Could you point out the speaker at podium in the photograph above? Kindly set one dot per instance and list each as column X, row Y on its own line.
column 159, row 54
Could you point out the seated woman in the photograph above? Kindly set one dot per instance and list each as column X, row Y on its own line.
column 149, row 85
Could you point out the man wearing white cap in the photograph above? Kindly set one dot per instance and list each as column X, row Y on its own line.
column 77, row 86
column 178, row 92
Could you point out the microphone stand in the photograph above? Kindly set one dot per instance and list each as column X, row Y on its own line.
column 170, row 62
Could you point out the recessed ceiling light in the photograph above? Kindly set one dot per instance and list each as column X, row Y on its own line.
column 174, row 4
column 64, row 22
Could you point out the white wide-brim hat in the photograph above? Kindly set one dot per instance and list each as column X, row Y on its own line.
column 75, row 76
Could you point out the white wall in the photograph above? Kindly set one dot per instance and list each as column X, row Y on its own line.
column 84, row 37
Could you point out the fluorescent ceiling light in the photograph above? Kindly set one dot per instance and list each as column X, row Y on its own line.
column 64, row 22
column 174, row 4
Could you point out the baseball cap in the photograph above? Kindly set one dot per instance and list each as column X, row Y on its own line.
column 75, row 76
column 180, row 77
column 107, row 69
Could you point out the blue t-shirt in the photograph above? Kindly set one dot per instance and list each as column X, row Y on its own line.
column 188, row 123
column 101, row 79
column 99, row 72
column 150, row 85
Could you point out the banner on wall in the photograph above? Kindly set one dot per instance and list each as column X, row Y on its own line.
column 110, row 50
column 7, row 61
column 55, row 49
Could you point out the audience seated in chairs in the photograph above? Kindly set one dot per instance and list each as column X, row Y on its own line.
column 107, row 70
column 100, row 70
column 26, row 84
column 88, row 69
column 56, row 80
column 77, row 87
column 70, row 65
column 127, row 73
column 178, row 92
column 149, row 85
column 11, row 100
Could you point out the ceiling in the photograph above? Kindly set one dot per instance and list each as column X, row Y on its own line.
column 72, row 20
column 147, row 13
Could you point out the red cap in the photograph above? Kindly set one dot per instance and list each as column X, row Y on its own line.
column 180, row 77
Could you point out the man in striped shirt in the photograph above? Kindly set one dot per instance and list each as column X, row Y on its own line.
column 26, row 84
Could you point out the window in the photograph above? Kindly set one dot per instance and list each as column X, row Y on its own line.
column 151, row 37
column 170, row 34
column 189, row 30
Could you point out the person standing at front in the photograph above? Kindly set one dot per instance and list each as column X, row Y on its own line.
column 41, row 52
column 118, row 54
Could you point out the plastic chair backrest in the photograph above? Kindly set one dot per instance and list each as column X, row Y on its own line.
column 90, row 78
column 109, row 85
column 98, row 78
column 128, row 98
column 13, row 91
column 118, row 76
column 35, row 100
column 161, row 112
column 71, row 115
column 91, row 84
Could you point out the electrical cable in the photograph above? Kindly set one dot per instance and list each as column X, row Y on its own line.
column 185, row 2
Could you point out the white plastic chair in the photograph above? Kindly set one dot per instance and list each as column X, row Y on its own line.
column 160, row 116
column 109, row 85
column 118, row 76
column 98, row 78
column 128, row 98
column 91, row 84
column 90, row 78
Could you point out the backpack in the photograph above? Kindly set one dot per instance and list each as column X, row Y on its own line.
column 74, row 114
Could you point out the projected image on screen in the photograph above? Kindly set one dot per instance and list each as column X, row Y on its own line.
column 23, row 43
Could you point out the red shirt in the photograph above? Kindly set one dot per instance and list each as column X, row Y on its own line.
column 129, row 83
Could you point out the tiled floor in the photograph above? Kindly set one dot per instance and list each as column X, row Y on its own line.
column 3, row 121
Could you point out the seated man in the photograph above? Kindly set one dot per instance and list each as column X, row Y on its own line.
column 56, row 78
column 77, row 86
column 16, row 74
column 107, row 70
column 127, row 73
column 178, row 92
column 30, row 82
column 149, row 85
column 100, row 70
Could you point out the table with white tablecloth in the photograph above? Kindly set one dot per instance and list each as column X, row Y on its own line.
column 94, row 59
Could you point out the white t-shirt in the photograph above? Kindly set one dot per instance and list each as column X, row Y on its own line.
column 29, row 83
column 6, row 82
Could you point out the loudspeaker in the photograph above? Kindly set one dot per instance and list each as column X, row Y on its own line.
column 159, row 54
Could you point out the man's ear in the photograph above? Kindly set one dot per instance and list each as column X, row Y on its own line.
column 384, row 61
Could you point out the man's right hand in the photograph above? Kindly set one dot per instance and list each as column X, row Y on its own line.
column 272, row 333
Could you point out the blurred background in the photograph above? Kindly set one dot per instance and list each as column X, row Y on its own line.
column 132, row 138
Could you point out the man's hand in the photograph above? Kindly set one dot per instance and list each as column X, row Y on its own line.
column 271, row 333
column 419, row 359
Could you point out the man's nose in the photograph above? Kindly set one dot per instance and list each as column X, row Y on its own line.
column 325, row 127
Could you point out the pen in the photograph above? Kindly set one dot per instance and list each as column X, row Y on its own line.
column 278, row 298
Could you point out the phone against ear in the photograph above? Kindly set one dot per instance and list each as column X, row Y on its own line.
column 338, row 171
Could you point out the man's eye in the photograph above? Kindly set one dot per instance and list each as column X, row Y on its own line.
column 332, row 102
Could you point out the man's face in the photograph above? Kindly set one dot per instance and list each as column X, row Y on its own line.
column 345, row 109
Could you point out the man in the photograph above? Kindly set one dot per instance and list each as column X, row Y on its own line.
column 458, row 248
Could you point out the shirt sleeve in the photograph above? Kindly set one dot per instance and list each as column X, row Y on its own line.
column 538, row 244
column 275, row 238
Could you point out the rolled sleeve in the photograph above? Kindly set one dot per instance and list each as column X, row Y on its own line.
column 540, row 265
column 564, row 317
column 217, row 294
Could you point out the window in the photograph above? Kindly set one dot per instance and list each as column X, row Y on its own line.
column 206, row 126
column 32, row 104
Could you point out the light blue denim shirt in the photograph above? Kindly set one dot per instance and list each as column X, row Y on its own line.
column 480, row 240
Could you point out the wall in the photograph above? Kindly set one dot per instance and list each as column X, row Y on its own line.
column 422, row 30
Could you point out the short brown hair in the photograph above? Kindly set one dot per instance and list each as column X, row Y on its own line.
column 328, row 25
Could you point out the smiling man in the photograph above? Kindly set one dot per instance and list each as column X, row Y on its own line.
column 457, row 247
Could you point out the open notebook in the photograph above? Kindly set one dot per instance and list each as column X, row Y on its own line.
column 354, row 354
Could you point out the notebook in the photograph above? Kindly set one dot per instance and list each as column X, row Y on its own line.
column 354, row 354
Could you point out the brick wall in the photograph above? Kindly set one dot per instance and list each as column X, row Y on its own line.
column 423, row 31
==*==
● **Your objective**: Each entry above is to be quoted exactly.

● **Answer to the problem**:
Could you point out the speaker at podium in the photograph above? Kindly set one dot per instance and list each as column X, row Y on its own line.
column 159, row 54
Could you point out the seated woman in the photograph above? Kindly set one dot per instance and list each as column X, row Y on its own line.
column 149, row 85
Could you point out the man wearing white cap in the photograph above? Kindly set one dot per instance and list each as column X, row Y on its own line.
column 77, row 86
column 178, row 92
Could you point out the microphone stand in the photograph above? Kindly set one dot per instance and list each as column X, row Y on its own line.
column 170, row 62
Could you point out the recessed ceiling light in the photograph above? Kindly set one dot per instance and list each as column X, row Y on its own line.
column 174, row 4
column 64, row 22
Could you point out the white wide-brim hat in the photograph above? Kindly set one dot per instance and list each as column X, row Y on its own line.
column 75, row 76
Could you point out the white wall in the photograph above? Kindly set one dot per instance and list each as column X, row Y on its own line.
column 84, row 37
Could you point out the fluorescent ceiling light in the photograph above? Kindly set one dot per instance and list each as column X, row Y on its own line.
column 64, row 22
column 174, row 4
Could you point out the baseball cap in the photograph above? Kindly set one dot per instance and list each as column X, row Y on its own line.
column 75, row 76
column 180, row 77
column 107, row 69
Could you point out the blue t-shirt in the photograph above? Kindly set one dot per instance and list each as column X, row Y on its own line.
column 188, row 123
column 101, row 79
column 99, row 72
column 150, row 85
Could you point out the banner on wall in the photograph above? Kindly set one dot per instance and list each as column X, row Y on its own line.
column 110, row 50
column 7, row 61
column 55, row 49
Could you point out the audience seated in chairs in the photograph above? Kindly set one dot per instance and list each as column X, row Y on its own line.
column 107, row 70
column 100, row 70
column 26, row 84
column 88, row 69
column 56, row 80
column 77, row 87
column 70, row 65
column 127, row 73
column 178, row 92
column 149, row 85
column 11, row 100
Could you point out the ceiling in the photograph above? Kindly set one dot per instance and list each as column X, row Y on its own line.
column 72, row 20
column 147, row 13
Could you point out the red cap in the photograph above? Kindly set one dot per instance and list each as column X, row Y on its own line.
column 180, row 77
Could you point out the man in striped shirt in the photograph above? Kindly set one dot per instance and list each as column X, row Y on its own line.
column 26, row 84
Could you point out the window in the photograph above? Kindly set one dot per instance and list each as column X, row Y on its own line.
column 151, row 37
column 170, row 34
column 189, row 30
Could you point out the person standing at front in the photograph above? Kindly set one dot per instance and list each as column X, row Y on its own line.
column 41, row 52
column 118, row 54
Could you point out the plastic chair backrest in the photograph above? Kindly set one dot per instance and list each as column X, row Y on its own line.
column 90, row 78
column 109, row 85
column 98, row 78
column 128, row 98
column 13, row 91
column 118, row 76
column 35, row 100
column 161, row 112
column 71, row 115
column 91, row 84
Could you point out the electrical cable in the photograph above? Kindly set one dot per instance and list each as column X, row Y on its own line.
column 185, row 2
Could you point out the white plastic chair in the photograph above? Kindly set one dot per instance and list each as column X, row Y on its own line.
column 160, row 116
column 109, row 85
column 118, row 76
column 98, row 78
column 128, row 98
column 91, row 84
column 90, row 78
Could you point out the backpack in the photograph above? Kindly set one dot per instance and list each as column X, row Y on its own line.
column 74, row 114
Could you point out the projected image on screen in the photograph above? Kindly set one dot per instance and list each as column X, row Y on its own line.
column 23, row 43
Could you point out the red shirt in the photograph above? Kindly set one dot per instance and list each as column X, row Y on its own line.
column 129, row 83
Could you point out the tiled floor in the photograph above? Kindly set one dot per instance and list each as column X, row Y on its own line.
column 3, row 121
Could you point out the seated man in the photograph above? Kindly set one dot per instance and list each as column X, row Y on its own line.
column 56, row 78
column 77, row 86
column 16, row 74
column 107, row 70
column 127, row 73
column 178, row 92
column 30, row 82
column 149, row 85
column 100, row 70
Could you point out the table with white tablecloth in the photograph above? Kindly set one dot per instance and list each as column X, row Y on its own line.
column 94, row 59
Could you point out the white t-shirt in the photograph above? Kindly set one dot per instance and list each as column X, row Y on its own line.
column 29, row 83
column 6, row 82
Could you point out the loudspeaker in the photograph above? Kindly set one dot per instance and list each as column X, row Y on its own line.
column 159, row 54
Could you point out the man's ear in the photograph above? Kindly set one dot per instance and list each as column X, row Y on its own line.
column 384, row 61
Could you point out the man's right hand in the photograph above? Kindly set one dot per instance and list each as column X, row Y on its own line.
column 272, row 333
Could you point out the blurred background in the photograph above? Kindly set one dot per instance and list each as column X, row Y on its own line.
column 132, row 138
Could you point out the man's hand in the photograph above? Kindly set one dot per instance and list each as column X, row Y on its own line.
column 271, row 333
column 419, row 359
Could you point out the man's nose in the photograph above? Kindly set one dot per instance and list each as column X, row Y on its own line.
column 325, row 127
Could you point out the pen in the photograph above? Kindly set one dot per instance and list each as column X, row Y on its own line.
column 278, row 298
Could you point out the phone against ear in the photograph above? Kindly set one dot per instance and list each as column X, row Y on its own line.
column 338, row 171
Could you point out the man's eye in the photograph above? Kindly set one dot per instance and list each as column X, row Y on its own line.
column 332, row 102
Could you point out the man's face in the photograph above? Kindly set one dot per instance and list each as column X, row Y on its own line.
column 345, row 109
Could you point out the man in the photograph above? Kindly set one dot per instance and list each as column X, row Y on its own line.
column 458, row 248
Could you point out the shirt sleeve in the photograph above? Kindly set one dot per instance and list each as column X, row Y on its own line.
column 538, row 244
column 275, row 238
Could you point out the rolled sleeve in the photograph above? Kindly set one dot per instance and list each as column X, row Y on its own line.
column 540, row 265
column 564, row 317
column 217, row 294
Could you point out the window in the photograph above? Kindly set one dot per instance and list each as column X, row Y on its own line.
column 206, row 126
column 32, row 104
Could you point out the light blue denim shirt in the photograph above? Kindly set one dot per instance and list each as column X, row Y on its own line.
column 480, row 240
Could you point out the wall in the photograph above? Kindly set one dot per instance and list each as column X, row Y on its own line.
column 422, row 30
Could you point out the short brown hair in the photograph above? Kindly set one dot per instance and list each as column X, row Y on its own line.
column 328, row 25
Could you point out the smiling man in the photograph above? Kindly set one dot per instance and list each as column X, row Y on its own line.
column 457, row 247
Could you point out the open notebook in the photograph above? Kindly set one dot per instance and list each as column X, row Y on its own line.
column 354, row 354
Could you point out the notebook in the photograph above? Kindly set one dot per instance and list each as column X, row Y on its own line.
column 354, row 354
Could you point out the brick wall in the photograph above? Kindly set one dot per instance and list each as column X, row Y on its own line.
column 423, row 31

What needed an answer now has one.